■ TASKS
(a) Answer these from the synthetic data passage:
(i) How often were data scientists' solutions built on the 2016 synthetic data as effective as those built on real data?
(ii) What are the two networks in a GAN called?
(iii) What example does Sala use to illustrate a constraint that synthetic data must preserve?
(b) Resume the passage on synthetic data generation after its final sentence, keeping its voice.

In 2016, the team completed an algorithm that accurately captures correlations between the different fields in a real dataset — think a patient's age, blood pressure, and heart rate — and creates a synthetic dataset that preserves those relationships, without any identifying information. When data scientists were asked to solve problems using this synthetic data, their solutions were as effective as those made with real data 70 percent of the time. The team presented this research at the 2016 IEEE International Conference on Data Science and Advanced Analytics.
For the next go-around, the team reached deep into the machine learning toolbox. In 2019, PhD student Lei Xu presented his new algorithm, CTGAN, at the 33rd Conference on Neural Information Processing Systems in Vancouver. CTGAN (for "conditional tabular generative adversarial networks) uses GANs to build and perfect synthetic data tables. GANs are pairs of neural networks that “play against each other,” Xu says. The first network, called a generator, creates something — in this case, a row of synthetic data — and the second, called the discriminator, tries to tell if it's real or not.
“Eventually, the generator can generate perfect [data], and the discriminator cannot tell the difference,” says Xu. GANs are more often used in artificial image generation, but they work well for synthetic data, too: CTGAN outperformed classic synthetic data creation techniques in 85 percent of the cases tested in Xu's study.
Statistical similarity is crucial. But depending on what they represent, datasets also come with their own vital context and constraints, which must be preserved in synthetic data. DAI lab researcher Sala gives the example of a hotel ledger: a guest always checks out after he or she checks in. The dates in a synthetic hotel reservation dataset must follow this rule, too: “They need to be in the right order,” he says.
Large datasets may contain a number of different relationships like this, each strictly defined. “Models cannot learn the constraints, because those are very context-dependent,” says Veeramachaneni. So the team recently finalized an interface that allows people to tell a synthetic data generator where those bounds are. “The data is generated within those constraints,” Veeramachaneni says.

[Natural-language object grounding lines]
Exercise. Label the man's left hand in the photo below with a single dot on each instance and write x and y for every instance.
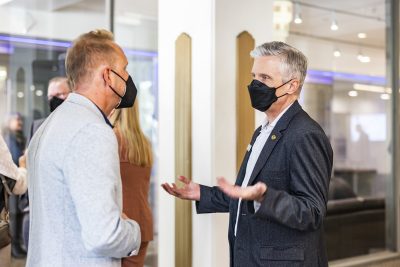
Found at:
(254, 192)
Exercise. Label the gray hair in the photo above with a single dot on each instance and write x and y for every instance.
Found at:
(294, 63)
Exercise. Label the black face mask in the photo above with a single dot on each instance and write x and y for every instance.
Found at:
(263, 96)
(128, 99)
(54, 102)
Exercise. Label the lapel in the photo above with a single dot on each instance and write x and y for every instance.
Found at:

■ TASK RESPONSES
(a)
(i) 70 percent of the time.
(ii) The generator and the discriminator.
(iii) A hotel ledger, in which a guest always checks out after checking in.

(b)
Such precise data could aid companies and organizations in many different sectors. One example is banking, where increased digitization, along with new data privacy rules, have “triggered a growing interest in ways to generate synthetic data,” says Wim Blommaert, a team leader at ING financial services. Current solutions, like data-masking, often destroy valuable information that banks could otherwise use to make decisions, he said. A tool like SDV has the potential to sidestep the sensitive aspects of data while preserving these important constraints and relationships.
One vault to rule them all
The Synthetic Data Vault combines everything the group has built so far into “a whole ecosystem,” says Veeramachaneni. The idea is that stakeholders — from students to professional software developers — can come to the vault and get what they need, whether that's a large table, a small amount of time-series data, or a mix of many different data types.
The vault is open-source and expandable. “There are a whole lot of different areas where we are realizing synthetic data can be used as well,” says Sala. For example, if a particular group is underrepresented in a sample dataset, synthetic data can be used to fill in those gaps — a sensitive endeavor that requires a lot of finesse. Or companies might also want to use synthetic data to plan for scenarios they haven't yet experienced, like a huge bump in user traffic.
As use cases continue to come up, more tools will be developed and added to the vault, Veeramachaneni says. It may occupy the team for another seven years at least, but they are ready: “We're just touching the tip of the iceberg.”